- [読解文]
/---

9月27日に投票が行われる自民党総裁選は、12日の告示に向け立候補表明が相次いでいます。自民党総裁選や23日に投票が行われる立憲民主党の代表選について、注目点などをジャーナリストの立岩陽一郎さんに聞きました。
自民総裁選 出馬ラッシュ
自民党総裁選は9月12日に告示 27日に投票が行われる予定で、ポスト岸田をめぐる動きは、日に日に激しさを増しています。
こうした中、3日に林官房長官が出馬表明の記者会見を開きました。
林芳正 官房長官:
この度、この難しい状況の中ではありますが自民党総裁選挙への出馬を決意させていただきました。議員生活30年になりますが持てる経験と実績をすべて出して、この国のために使わせていただきたい
4日は茂木幹事長、6日に小泉元環境相が立候補を表明し、出馬ラッシュとなる見通しです。また、高市経済安全保障担当相は9日に表明する予定です。

\---

- [処理対象データ]

/---

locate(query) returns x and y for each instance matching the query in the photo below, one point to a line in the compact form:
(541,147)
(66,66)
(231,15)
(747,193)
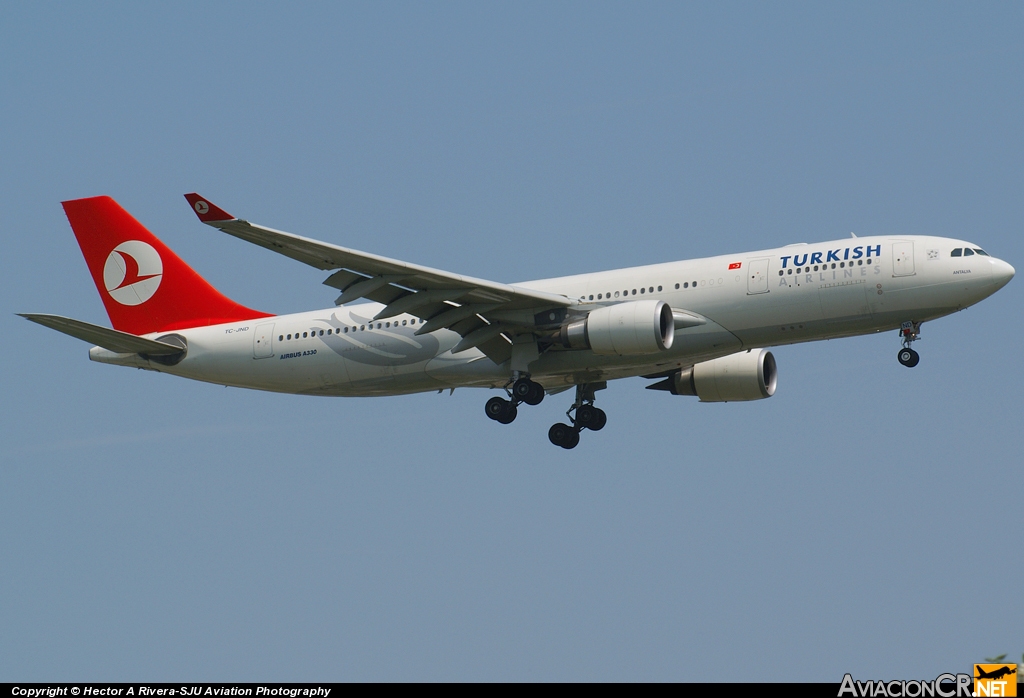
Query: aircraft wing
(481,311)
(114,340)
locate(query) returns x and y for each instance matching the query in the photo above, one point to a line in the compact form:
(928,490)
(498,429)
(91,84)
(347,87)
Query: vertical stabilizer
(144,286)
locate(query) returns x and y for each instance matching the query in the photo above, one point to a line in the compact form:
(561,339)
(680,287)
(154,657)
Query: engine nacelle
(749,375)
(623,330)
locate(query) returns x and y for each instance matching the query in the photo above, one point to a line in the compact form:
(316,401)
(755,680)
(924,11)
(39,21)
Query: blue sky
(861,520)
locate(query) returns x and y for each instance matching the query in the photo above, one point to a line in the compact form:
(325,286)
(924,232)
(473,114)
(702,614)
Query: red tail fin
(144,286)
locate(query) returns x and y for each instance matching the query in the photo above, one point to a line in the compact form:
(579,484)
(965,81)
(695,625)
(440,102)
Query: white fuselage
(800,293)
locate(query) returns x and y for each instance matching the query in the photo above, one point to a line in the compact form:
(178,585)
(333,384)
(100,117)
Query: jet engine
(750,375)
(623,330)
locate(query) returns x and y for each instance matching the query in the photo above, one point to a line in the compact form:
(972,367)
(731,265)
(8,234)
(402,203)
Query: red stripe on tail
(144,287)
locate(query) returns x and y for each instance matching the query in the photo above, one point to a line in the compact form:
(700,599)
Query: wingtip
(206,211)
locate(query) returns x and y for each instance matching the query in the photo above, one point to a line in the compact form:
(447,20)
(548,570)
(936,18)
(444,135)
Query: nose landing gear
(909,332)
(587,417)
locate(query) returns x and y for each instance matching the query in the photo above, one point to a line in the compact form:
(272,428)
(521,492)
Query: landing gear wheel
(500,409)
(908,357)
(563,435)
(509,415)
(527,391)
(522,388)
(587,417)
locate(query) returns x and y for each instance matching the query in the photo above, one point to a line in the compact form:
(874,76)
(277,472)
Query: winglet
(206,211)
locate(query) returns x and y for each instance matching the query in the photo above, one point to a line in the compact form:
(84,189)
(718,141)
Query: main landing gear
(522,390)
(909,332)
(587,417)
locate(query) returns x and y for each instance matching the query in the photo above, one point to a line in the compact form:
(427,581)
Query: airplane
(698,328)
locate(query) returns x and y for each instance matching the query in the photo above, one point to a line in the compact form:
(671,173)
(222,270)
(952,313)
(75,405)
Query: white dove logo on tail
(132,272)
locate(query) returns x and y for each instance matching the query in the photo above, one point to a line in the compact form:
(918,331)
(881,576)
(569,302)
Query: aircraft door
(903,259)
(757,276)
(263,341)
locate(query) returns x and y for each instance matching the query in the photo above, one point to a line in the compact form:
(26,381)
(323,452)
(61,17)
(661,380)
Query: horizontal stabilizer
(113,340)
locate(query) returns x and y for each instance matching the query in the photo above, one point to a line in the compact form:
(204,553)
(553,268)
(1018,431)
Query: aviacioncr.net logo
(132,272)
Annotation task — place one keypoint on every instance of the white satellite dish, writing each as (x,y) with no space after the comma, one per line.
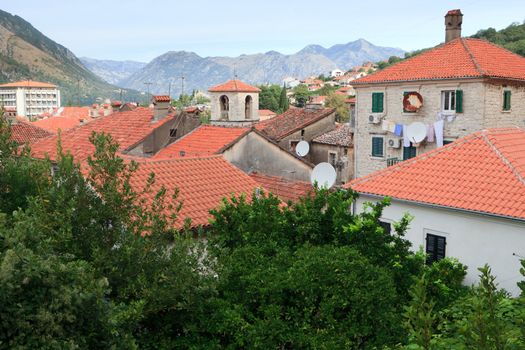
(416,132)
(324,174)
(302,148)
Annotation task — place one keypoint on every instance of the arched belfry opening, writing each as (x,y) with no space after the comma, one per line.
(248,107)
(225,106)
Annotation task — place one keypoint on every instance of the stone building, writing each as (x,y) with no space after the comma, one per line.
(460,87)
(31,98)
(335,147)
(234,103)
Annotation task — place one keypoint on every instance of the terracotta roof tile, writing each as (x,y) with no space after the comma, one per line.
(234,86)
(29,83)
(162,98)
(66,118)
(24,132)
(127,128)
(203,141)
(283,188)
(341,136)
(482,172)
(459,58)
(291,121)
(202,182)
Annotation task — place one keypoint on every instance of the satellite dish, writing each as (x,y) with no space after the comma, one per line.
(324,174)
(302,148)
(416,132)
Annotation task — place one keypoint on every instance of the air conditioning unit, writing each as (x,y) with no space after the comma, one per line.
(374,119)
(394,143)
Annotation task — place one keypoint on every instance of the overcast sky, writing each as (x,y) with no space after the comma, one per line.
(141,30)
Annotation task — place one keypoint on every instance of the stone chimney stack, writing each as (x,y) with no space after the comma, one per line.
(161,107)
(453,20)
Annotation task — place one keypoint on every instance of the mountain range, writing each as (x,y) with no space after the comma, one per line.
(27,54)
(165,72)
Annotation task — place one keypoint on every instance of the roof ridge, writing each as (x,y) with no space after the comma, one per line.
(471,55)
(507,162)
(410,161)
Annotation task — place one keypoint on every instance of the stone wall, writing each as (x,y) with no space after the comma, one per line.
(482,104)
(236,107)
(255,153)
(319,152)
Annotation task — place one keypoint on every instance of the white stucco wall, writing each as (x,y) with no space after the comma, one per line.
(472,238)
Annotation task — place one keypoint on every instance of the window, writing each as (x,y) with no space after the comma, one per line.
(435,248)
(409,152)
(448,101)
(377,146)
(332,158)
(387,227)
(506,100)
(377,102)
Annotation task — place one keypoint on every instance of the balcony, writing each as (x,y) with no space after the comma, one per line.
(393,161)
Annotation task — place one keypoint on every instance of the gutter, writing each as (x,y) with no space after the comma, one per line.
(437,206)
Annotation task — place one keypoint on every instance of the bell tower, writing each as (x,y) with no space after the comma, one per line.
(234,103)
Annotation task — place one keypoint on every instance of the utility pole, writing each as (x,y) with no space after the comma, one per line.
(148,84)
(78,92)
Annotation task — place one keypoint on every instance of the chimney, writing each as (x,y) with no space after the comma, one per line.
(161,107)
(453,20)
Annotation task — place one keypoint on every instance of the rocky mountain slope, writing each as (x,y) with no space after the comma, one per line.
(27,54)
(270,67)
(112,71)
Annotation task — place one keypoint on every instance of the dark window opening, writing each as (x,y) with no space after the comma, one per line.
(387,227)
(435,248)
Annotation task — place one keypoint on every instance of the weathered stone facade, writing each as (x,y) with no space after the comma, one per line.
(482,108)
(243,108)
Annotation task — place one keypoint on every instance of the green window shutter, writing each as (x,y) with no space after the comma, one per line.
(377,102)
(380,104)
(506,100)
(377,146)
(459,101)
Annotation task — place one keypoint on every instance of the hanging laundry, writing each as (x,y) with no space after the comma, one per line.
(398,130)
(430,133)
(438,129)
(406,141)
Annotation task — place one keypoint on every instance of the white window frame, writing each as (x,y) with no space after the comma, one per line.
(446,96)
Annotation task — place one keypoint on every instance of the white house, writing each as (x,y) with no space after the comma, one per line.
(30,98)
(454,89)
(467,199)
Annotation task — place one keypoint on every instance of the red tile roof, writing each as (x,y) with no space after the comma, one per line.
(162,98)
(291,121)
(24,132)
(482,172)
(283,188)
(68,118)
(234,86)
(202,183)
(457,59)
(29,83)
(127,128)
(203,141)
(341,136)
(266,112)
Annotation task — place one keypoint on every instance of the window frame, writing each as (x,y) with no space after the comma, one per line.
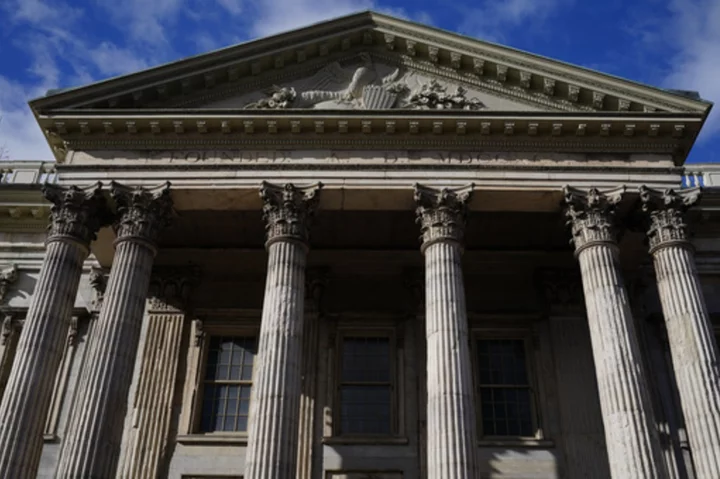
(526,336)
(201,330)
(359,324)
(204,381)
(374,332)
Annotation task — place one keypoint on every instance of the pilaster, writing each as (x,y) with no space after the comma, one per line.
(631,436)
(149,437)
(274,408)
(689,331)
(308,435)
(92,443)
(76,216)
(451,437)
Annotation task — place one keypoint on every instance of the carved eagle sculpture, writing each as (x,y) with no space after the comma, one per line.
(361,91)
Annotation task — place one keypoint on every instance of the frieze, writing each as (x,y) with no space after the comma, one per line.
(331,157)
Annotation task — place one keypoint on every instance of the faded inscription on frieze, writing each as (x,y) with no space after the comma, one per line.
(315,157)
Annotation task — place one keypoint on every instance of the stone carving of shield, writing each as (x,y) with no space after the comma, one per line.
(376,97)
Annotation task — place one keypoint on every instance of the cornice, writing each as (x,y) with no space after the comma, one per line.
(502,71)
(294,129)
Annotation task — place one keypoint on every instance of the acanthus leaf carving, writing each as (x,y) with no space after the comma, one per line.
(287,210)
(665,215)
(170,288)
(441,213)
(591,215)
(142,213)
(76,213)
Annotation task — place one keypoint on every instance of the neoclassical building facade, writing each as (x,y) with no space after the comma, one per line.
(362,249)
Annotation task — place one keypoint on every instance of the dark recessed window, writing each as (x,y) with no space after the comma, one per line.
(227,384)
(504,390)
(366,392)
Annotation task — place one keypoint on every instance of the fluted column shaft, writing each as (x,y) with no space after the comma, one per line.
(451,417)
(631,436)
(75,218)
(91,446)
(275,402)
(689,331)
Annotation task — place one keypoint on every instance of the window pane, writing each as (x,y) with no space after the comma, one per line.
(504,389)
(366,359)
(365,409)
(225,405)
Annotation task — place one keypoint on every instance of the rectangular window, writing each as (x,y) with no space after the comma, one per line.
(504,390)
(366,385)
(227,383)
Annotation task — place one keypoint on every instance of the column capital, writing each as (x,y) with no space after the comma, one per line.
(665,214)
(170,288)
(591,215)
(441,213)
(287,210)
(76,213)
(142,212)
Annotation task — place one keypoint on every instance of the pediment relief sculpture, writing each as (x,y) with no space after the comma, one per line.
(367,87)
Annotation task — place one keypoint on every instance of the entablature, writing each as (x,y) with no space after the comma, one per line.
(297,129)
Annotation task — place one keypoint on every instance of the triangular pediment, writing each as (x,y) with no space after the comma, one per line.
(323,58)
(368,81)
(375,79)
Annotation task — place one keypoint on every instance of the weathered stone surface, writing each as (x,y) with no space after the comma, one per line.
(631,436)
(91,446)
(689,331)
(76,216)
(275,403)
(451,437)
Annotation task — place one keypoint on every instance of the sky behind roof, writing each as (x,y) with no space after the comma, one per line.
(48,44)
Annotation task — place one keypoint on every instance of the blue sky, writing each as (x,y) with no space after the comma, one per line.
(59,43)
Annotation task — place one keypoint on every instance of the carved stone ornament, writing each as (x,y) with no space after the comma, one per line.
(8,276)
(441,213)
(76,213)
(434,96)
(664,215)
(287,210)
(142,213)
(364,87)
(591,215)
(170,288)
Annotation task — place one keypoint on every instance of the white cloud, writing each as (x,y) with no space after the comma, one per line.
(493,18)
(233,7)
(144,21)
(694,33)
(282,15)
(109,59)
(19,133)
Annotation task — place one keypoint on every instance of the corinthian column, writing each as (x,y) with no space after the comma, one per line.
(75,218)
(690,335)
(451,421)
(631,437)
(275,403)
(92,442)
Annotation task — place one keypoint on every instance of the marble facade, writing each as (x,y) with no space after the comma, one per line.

\---

- [課題一覧]
A – リストの「of the blue」を含む行から始め、リストの最後の行で止めて、その範囲の行を空行を除いて番号を振って並べてください。
B – 自民党総裁選の記事を、最後の文の後から引き継いで書き進めること。

- [課題の解答]
A –
1. Annotation task — place one keypoint on every instance of the blue sky, writing each as (x,y) with no space after the comma, one per line.
2. (59,43)
3. Annotation task — place one keypoint on every instance of the carved stone ornament, writing each as (x,y) with no space after the comma, one per line.
4. (8,276)
5. (441,213)
6. (76,213)
7. (434,96)
8. (664,215)
9. (287,210)
10. (142,213)
11. (364,87)
12. (591,215)
13. (170,288)
14. Annotation task — place one keypoint on every instance of the white cloud, writing each as (x,y) with no space after the comma, one per line.
15. (493,18)
16. (233,7)
17. (144,21)
18. (694,33)
19. (282,15)
20. (109,59)
21. (19,133)
22. Annotation task — place one keypoint on every instance of the corinthian column, writing each as (x,y) with no space after the comma, one per line.
23. (75,218)
24. (690,335)
25. (451,421)
26. (631,437)
27. (275,403)
28. (92,442)
29. Annotation task — place one keypoint on every instance of the marble facade, writing each as (x,y) with no space after the comma, one per line.

B –
「自民党が変わるなら上川外相」
ここからはジャーナリストの立岩陽一郎さんに総裁選について聞いていきます。総裁選に立候補の意欲を示しているのはこちらの12人です。
すでに立候補を表明しているのは、小林前経済安全保障担当相、石破元幹事長、河野デジタル担当相、そして、3日は林官房長官が立候補会見を開きました。また、この中で、静岡市選出の上川外相は推薦人確保に向けて動いています。
-全体の顔ぶれと、気になった事などありますか?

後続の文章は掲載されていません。